Input:
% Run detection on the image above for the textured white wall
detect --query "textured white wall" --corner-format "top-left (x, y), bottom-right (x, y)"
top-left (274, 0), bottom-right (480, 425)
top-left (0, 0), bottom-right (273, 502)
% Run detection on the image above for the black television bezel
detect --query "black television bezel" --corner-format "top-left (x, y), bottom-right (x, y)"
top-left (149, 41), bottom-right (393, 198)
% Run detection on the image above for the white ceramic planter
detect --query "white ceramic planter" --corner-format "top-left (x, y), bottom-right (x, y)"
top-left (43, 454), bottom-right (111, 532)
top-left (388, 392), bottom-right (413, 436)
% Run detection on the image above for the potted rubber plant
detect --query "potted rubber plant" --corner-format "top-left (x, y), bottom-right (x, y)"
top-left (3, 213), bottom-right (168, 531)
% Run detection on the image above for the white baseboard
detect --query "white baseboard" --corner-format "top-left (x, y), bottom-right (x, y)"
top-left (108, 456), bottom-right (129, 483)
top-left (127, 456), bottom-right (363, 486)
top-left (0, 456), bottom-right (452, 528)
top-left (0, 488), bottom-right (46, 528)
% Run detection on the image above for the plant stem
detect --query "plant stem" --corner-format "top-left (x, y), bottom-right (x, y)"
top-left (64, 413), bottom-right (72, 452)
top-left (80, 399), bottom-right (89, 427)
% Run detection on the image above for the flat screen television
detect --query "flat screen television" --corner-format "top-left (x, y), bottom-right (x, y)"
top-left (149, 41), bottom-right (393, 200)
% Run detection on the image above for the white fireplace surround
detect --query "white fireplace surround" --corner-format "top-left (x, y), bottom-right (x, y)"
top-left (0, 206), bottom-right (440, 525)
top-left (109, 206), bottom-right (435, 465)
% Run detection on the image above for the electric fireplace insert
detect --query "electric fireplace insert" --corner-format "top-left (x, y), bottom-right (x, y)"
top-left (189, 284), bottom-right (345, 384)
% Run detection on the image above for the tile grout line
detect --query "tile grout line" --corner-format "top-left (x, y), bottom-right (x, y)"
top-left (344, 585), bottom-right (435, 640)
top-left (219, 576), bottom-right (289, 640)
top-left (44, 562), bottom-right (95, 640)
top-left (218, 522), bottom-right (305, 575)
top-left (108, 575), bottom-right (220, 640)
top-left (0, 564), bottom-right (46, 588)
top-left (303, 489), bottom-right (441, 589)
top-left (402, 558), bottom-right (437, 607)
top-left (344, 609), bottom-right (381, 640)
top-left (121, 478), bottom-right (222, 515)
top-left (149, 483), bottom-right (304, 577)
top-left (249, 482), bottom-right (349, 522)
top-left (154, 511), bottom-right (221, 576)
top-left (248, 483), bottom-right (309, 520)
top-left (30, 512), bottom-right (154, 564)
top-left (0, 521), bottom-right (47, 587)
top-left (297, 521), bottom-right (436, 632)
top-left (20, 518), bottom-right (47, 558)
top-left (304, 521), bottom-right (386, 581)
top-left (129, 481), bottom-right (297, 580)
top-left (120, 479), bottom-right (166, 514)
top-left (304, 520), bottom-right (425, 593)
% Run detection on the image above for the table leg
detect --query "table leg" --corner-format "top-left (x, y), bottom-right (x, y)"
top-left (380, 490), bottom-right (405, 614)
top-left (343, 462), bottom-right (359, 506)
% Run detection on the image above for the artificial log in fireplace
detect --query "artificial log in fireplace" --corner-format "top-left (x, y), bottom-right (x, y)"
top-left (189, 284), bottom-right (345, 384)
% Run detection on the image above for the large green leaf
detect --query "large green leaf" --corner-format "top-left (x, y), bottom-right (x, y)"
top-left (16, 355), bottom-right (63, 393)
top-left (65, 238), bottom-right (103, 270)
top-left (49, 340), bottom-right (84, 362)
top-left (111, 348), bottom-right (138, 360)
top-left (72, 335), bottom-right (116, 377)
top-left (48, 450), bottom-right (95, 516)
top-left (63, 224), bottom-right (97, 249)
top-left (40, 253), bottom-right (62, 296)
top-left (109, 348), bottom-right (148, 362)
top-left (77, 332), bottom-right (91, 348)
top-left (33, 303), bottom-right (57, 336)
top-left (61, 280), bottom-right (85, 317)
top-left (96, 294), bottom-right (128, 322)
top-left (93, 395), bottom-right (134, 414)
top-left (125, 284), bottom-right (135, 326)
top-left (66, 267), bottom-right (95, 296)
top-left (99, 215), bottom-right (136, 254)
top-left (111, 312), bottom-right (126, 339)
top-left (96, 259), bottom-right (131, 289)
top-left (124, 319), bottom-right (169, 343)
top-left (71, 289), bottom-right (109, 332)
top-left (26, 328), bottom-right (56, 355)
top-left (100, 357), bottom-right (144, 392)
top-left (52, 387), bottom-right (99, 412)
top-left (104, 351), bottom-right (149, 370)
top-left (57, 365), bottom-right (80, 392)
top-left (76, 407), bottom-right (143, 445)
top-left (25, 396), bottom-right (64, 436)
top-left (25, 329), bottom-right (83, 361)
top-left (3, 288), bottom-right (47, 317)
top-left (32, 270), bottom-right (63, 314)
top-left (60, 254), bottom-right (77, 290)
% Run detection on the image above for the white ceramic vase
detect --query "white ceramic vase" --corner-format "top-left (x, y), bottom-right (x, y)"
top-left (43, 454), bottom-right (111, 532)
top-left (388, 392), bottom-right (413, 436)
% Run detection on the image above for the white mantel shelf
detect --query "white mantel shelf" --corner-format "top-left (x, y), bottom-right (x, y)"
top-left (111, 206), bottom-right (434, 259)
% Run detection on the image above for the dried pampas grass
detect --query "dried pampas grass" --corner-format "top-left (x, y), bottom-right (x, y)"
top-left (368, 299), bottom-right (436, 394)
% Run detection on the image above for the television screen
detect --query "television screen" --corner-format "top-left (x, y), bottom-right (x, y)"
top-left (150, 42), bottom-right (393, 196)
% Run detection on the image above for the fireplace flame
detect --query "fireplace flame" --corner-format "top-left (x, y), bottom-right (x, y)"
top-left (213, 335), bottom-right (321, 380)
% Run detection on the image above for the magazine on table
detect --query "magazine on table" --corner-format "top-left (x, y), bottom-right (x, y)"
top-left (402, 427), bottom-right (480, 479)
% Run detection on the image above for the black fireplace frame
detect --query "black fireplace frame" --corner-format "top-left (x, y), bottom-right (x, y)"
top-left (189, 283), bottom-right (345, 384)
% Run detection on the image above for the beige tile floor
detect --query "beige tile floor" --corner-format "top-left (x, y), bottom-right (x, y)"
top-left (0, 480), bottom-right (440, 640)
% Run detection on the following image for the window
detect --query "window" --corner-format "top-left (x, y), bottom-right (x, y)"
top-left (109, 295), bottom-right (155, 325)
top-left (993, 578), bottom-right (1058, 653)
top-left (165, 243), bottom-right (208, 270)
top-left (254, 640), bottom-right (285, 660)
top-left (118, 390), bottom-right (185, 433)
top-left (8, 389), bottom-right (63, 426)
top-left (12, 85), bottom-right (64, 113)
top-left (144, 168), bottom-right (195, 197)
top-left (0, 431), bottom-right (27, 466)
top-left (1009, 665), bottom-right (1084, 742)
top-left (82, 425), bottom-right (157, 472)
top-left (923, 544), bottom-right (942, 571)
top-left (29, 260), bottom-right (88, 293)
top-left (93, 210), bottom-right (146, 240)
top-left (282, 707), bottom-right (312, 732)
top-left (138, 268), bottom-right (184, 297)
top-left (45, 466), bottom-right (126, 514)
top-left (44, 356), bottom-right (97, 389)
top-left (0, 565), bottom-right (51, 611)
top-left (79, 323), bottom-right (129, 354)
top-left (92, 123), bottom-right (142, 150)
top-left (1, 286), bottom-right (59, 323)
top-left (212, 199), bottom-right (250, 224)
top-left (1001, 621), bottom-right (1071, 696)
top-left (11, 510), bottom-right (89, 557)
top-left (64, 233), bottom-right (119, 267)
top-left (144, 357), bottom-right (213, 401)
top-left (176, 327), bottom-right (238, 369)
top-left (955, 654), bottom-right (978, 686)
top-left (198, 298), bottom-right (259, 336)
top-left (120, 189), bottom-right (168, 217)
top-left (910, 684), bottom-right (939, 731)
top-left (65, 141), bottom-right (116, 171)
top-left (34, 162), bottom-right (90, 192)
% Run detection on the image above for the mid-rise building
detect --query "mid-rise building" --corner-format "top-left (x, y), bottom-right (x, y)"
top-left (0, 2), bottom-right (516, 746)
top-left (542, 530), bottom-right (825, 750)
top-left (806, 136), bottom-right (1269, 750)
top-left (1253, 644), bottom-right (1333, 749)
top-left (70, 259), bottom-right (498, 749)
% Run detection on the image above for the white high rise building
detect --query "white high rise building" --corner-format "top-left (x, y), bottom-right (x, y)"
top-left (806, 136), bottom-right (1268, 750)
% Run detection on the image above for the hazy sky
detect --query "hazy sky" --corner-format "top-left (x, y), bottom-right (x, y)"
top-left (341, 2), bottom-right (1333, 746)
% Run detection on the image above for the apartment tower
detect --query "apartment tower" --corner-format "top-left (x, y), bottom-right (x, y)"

* * *

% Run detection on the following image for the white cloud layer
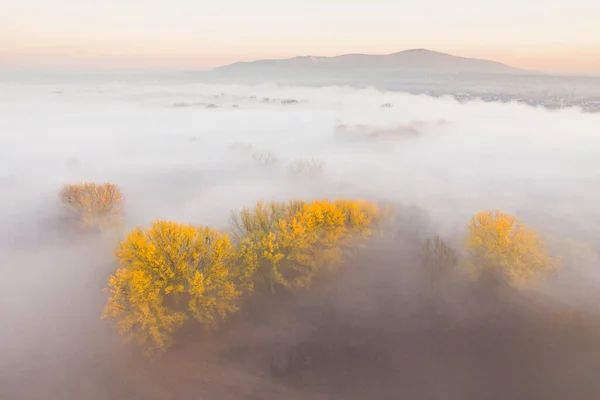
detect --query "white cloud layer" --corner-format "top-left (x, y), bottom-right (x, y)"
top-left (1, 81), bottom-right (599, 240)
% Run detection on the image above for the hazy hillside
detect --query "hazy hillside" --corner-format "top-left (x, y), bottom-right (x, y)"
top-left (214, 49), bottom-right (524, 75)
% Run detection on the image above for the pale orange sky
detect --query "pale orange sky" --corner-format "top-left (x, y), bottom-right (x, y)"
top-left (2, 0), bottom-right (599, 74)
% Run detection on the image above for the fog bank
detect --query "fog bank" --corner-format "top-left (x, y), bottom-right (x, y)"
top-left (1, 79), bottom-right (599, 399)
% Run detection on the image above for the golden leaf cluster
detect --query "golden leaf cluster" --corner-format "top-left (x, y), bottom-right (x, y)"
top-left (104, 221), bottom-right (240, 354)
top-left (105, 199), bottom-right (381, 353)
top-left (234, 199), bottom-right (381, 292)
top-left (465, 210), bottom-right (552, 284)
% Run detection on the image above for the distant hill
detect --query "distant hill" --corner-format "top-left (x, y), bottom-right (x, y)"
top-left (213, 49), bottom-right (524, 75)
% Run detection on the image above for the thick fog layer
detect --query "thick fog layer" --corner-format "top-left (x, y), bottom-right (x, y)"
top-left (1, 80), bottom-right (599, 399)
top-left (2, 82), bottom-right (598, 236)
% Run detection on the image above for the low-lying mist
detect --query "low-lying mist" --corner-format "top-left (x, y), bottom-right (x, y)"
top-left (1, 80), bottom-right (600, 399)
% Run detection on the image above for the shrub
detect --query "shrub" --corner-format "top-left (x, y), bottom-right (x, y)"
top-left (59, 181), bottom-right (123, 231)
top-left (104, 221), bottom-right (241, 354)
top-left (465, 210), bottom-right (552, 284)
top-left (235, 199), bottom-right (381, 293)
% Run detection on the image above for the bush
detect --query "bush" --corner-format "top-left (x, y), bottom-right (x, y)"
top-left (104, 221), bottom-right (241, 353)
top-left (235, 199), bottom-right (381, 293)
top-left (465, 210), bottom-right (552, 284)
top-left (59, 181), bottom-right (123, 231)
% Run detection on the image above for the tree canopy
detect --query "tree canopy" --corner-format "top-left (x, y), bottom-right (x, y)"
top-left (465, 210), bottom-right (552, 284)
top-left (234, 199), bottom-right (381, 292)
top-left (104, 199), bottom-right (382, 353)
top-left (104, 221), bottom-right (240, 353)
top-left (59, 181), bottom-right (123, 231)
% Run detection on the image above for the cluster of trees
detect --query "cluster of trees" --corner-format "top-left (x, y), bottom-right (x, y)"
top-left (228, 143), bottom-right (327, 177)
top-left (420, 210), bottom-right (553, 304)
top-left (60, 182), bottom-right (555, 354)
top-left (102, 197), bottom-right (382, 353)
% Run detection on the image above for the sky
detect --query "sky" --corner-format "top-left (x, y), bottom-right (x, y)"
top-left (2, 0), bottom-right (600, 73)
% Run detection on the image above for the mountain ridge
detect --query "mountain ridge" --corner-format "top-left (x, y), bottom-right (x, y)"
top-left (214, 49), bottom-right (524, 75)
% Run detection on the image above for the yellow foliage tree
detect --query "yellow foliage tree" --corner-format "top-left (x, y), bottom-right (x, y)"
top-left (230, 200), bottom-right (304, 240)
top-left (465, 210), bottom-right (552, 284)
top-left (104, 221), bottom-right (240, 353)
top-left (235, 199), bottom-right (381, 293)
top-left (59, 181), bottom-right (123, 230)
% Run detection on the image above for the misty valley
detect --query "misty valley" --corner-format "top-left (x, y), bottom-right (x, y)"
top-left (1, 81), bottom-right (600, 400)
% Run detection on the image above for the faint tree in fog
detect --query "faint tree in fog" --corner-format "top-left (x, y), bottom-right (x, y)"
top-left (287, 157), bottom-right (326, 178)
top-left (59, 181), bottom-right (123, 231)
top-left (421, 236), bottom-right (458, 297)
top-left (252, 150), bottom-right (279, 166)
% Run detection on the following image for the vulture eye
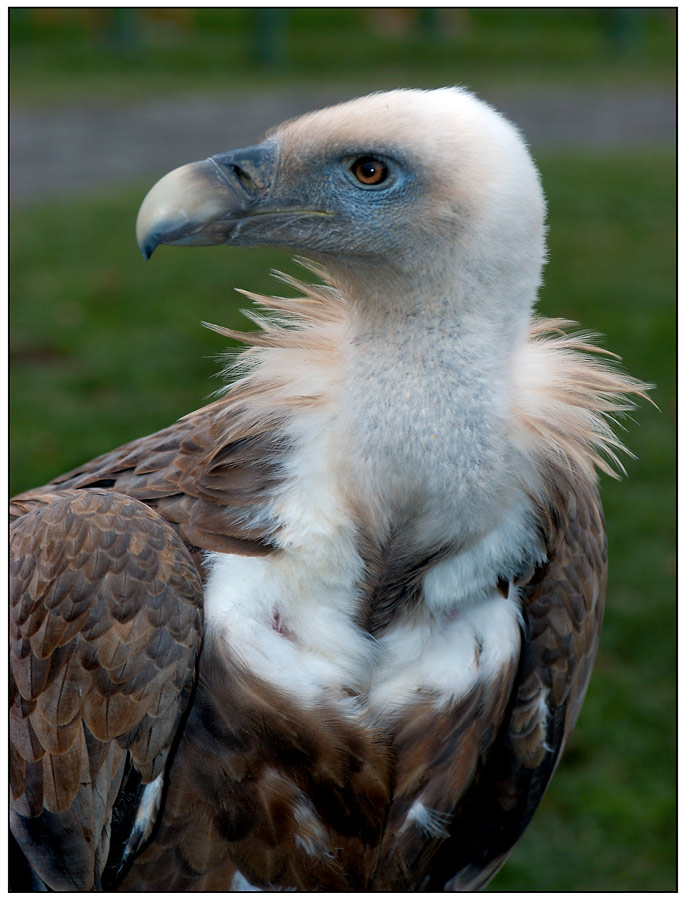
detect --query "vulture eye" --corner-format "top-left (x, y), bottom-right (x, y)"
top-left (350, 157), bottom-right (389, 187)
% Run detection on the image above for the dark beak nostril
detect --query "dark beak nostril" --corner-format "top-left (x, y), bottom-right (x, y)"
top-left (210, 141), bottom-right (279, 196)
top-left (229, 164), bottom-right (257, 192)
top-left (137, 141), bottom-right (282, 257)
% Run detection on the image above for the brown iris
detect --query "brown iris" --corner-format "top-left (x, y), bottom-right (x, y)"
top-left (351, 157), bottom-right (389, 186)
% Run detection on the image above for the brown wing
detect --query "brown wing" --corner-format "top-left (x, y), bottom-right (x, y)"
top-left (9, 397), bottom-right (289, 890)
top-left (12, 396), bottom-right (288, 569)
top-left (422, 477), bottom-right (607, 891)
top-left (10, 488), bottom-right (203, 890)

The problem: Your answer should consist of the lines from the line with "the textured white wall" to the line with "the black television bezel" above, repeated exactly, both ends included.

Task answer:
% Run detection on the image above for the textured white wall
detect --query "textured white wall" --corner-format "top-left (x, y), bottom-right (x, y)"
top-left (274, 0), bottom-right (480, 425)
top-left (0, 0), bottom-right (273, 502)
% Run detection on the image above for the black television bezel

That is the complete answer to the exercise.